**Exercise description**
Provide the data again in its entirety, exactly as given.

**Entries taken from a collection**
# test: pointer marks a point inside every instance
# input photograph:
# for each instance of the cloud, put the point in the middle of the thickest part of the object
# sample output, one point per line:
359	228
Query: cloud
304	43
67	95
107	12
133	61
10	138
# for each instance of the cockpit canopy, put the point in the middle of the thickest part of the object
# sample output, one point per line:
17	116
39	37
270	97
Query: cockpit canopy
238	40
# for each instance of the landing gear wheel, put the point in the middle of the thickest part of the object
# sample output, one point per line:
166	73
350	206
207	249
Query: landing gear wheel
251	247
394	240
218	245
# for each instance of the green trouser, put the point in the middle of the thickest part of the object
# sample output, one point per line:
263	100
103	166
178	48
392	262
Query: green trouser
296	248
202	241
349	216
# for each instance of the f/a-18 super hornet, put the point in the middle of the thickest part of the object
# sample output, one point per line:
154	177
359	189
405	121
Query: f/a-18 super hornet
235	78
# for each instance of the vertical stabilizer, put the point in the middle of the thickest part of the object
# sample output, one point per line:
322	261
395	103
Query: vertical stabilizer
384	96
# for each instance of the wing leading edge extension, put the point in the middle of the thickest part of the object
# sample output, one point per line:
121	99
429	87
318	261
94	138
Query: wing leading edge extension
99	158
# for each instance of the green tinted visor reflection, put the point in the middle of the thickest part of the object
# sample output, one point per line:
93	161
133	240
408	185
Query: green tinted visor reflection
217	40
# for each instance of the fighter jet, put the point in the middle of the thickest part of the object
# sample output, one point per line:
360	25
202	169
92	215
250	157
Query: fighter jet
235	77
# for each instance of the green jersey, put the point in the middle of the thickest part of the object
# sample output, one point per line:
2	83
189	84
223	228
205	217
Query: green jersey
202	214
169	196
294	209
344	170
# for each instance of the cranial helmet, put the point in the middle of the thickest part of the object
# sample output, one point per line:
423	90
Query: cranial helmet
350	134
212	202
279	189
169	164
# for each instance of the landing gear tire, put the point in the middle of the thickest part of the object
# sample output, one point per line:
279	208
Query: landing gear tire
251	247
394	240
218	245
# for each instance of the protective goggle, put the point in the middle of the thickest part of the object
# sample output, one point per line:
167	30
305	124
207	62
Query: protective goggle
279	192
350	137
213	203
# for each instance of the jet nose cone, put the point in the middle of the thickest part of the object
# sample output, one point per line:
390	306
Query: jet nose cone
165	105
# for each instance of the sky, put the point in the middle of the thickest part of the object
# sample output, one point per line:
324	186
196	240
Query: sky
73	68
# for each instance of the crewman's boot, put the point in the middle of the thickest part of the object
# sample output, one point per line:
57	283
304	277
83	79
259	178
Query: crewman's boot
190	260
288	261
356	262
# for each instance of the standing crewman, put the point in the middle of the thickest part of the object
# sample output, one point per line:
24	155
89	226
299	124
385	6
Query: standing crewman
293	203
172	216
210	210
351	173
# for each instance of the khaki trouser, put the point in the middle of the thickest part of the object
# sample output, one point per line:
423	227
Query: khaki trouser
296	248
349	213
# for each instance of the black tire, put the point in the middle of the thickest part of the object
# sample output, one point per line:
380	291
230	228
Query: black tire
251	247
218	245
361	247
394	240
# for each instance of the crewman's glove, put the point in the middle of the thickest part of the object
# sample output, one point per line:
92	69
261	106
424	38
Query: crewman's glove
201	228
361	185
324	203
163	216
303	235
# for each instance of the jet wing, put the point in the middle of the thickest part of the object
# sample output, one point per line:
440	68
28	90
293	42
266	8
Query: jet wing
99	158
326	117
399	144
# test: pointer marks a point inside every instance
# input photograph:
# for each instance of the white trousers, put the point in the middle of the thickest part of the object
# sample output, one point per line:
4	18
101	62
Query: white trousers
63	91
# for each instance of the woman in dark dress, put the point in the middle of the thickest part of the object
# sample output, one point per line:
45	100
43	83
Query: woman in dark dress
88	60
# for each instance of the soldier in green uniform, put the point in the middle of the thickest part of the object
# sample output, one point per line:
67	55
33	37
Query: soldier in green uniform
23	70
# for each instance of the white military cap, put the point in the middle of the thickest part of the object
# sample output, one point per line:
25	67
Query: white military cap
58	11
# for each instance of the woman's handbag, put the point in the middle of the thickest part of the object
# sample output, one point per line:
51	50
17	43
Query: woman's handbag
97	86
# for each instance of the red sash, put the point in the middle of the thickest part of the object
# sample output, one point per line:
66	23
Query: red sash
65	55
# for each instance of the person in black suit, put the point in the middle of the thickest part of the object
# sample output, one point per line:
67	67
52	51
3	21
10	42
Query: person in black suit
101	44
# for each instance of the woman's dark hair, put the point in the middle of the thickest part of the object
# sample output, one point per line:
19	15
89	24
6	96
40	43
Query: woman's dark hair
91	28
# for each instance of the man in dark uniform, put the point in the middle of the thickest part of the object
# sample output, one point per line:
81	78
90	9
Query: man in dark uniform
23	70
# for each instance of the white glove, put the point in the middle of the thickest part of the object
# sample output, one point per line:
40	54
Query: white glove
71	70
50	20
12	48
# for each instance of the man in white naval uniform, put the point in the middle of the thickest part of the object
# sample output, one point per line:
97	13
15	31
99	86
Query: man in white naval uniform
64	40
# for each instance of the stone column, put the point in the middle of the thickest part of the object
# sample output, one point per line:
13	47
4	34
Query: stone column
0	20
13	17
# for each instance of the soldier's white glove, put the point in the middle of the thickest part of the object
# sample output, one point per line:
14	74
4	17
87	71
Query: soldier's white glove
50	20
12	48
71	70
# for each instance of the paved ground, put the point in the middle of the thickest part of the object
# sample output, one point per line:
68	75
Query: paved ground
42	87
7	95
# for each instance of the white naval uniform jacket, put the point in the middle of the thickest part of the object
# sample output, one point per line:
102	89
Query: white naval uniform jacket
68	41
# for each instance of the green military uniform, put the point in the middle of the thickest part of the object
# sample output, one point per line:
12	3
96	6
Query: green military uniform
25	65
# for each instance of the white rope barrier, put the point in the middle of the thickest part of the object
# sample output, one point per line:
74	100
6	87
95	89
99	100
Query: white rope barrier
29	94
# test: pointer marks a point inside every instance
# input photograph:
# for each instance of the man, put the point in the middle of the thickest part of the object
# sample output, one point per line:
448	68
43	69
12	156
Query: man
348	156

**Output of the exercise**
# test: pointer marks a point inside every instance
# input photograph:
# for each instance of the cloud, put the point in the middle of the thickest part of the object
# sample output, one point per line:
359	228
Query: cloud
304	43
67	95
107	12
133	61
10	138
# for each instance of the cockpit canopy, put the point in the middle of the thickest part of the object
# sample output, one point per line:
17	116
39	37
270	97
Query: cockpit canopy
238	40
# for each instance of the landing gear wheel, put the point in the middle of the thickest part of the object
# sample output, one point per line:
166	73
350	206
207	249
Query: landing gear wheel
251	247
394	240
218	245
# for each instance of the green trouser, put the point in the middle of the thickest part of the object
# sample output, one point per line:
263	100
103	166
178	48
392	262
Query: green trouser
296	248
202	241
349	216
# for each instance of the f/a-18 super hornet, put the point in the middle of the thickest part of the object
# sample output, one point per line:
154	177
359	189
405	121
Query: f/a-18 super hornet
235	78
# for each instance of the vertical stabilizer, put the point in the middle of the thickest part of the object
# sample output, one point per line:
322	261
395	103
Query: vertical stabilizer
384	96
# for each instance of the wing leading edge extension, put the point in the middle of the thickest part of the object
# sample output, one point per line:
121	99
429	87
318	261
94	138
Query: wing leading edge extension
99	158
# for each instance of the green tinted visor reflection, put the point in the middle of the thickest part of the object
# sample output, one point per line:
93	161
133	240
408	185
Query: green tinted visor reflection
217	40
# for each instance of the fighter jet, put the point in the middle of the thickest part of the object
# sample output, one point per line:
360	25
202	169
92	215
250	157
Query: fighter jet
235	77
# for each instance of the green jersey, put the point in the middle of the thickest part of the object
# sample output, one point per line:
2	83
189	84
223	228
205	217
Query: green jersey
202	214
169	196
294	209
344	170
# for each instance of the cranial helmet, put the point in the middle of the thickest part of the object
# sample output, one point per line:
423	90
Query: cranial helmet
350	134
212	202
279	189
169	164
# for each instance of the landing gear tire, put the point in the middle of the thickest part of the object
# sample output, one point per line:
279	208
Query: landing gear tire
251	247
394	240
218	245
# for each instance of the protective goggle, put the point in the middle of the thickest part of the object
# sample output, one point per line:
167	30
305	124
207	62
Query: protective goggle
279	192
350	137
213	203
# for each instance of the jet nose cone, put the point in the middle of the thickest part of the object
# sample output, one point per line:
390	306
Query: jet nose cone
165	105
# for each instance of the sky, put the point in the middle of the thickest part of the object
# sample output, one point per line:
324	186
196	240
Query: sky
73	68
# for each instance of the crewman's boot, put the point in the middle of the thickest part of the object
# sample output, one point per line:
57	283
304	277
83	79
259	178
Query: crewman's boot
190	260
288	261
356	262
# for each instance of the standing crewman, put the point in the middle of the thickest part of the object
# sample output, one point per line:
24	155
89	226
299	124
385	6
Query: standing crewman
293	203
172	216
210	210
351	173
# for each instance of the khaki trouser, put the point in the middle of the thickest part of the object
# sample output, one point per line:
423	227
Query: khaki trouser
296	248
349	213
# for each instance of the black tire, put the point in the middle of the thickest part of the object
# sample output, one point per line:
380	291
230	228
Query: black tire
251	247
218	245
361	247
394	240
# for each instance of the crewman's glove, put the point in the middle of the thickest part of the object
# sample output, one point per line:
92	69
261	106
424	38
Query: crewman's glove
201	228
361	185
324	203
163	216
303	235
# for each instance of the jet wing, put the point in the middle of the thickest part of the object
# sample output, one point per line:
440	68
28	90
293	42
266	8
Query: jet wing
99	158
326	117
399	144
# test: pointer marks a point inside every instance
# input photograph:
# for each instance of the white trousers, put the point in the middle of the thickest part of the object
# sample output, one point per line:
4	18
101	62
Query: white trousers
63	91
# for each instance of the woman in dark dress, put the point in the middle of the thickest part of the object
# sample output, one point per line:
45	100
43	83
Query: woman in dark dress
88	60
# for each instance of the soldier in green uniform, put the point in the middle of the thickest part of the object
# sample output, one point per line:
67	55
33	37
Query: soldier in green uniform
23	70
# for each instance of the white military cap, put the point in the middle of the thickest part of the object
# sample output, one point per line:
25	67
Query: white military cap
58	11
# for each instance of the woman's handbag, put the point in the middle of the thickest part of the object
# sample output, one point per line:
51	50
17	43
Query: woman's handbag
97	86
# for each instance of the red sash, put the point in the middle of the thickest part of the object
# sample output, one point per line:
66	23
Query: red sash
65	55
# for each instance of the person in black suit, put the point in the middle of the thickest part of the object
# sample output, one point per line:
67	67
52	51
3	21
10	42
Query: person in black suit
101	44
# for each instance of the woman's dark hair, put the point in the middle of the thickest part of the object
# sample output, one point per line:
19	15
89	24
6	96
40	43
Query: woman's dark hair
91	28
# for each instance of the man in dark uniform, put the point in the middle of the thickest part of the object
# sample output, one point per line:
81	78
90	9
Query: man in dark uniform
23	70
# for each instance of the white glove, put the point in the middle of the thickest part of the object
# sample output, one point per line:
40	54
Query: white glove
71	70
50	20
12	48
# for each instance of the man in white naval uniform, put the point in the middle of the thickest part of the object
# sample output, one point per line:
97	13
15	31
99	86
Query: man in white naval uniform
64	40
# for each instance of the stone column, put the point in the middle of the thickest part of the object
# sample output, one point per line:
13	47
4	34
Query: stone column
0	20
13	17
# for each instance of the soldier's white glove, put the point in the middle of the thickest part of the object
# sample output, one point per line:
14	74
4	17
87	71
Query: soldier's white glove
50	20
12	48
71	70
# for each instance of the paved ground, put the point in the middle of the thickest part of the object
# sample output, one point per line:
68	75
Query: paved ground
42	87
7	95
# for each instance of the white naval uniform jacket, put the point in the middle of the thickest part of the object
# sample output, one point per line:
102	89
Query: white naval uniform jacket
68	41
# for each instance of the green military uniform, put the point in the middle of the thickest part of the object
# sample output, one point per line:
12	3
96	6
Query: green military uniform
25	65
# for each instance of the white rope barrier, put the point in the middle of the thickest part of the object
# sample output, one point per line:
74	100
6	87
95	89
99	100
Query: white rope barrier
29	94
# test: pointer marks a point inside every instance
# input photograph:
# for each instance of the man, put the point in the middle of the thickest part of the object
# sample output, one point per line:
448	68
43	69
12	156
Query: man
348	156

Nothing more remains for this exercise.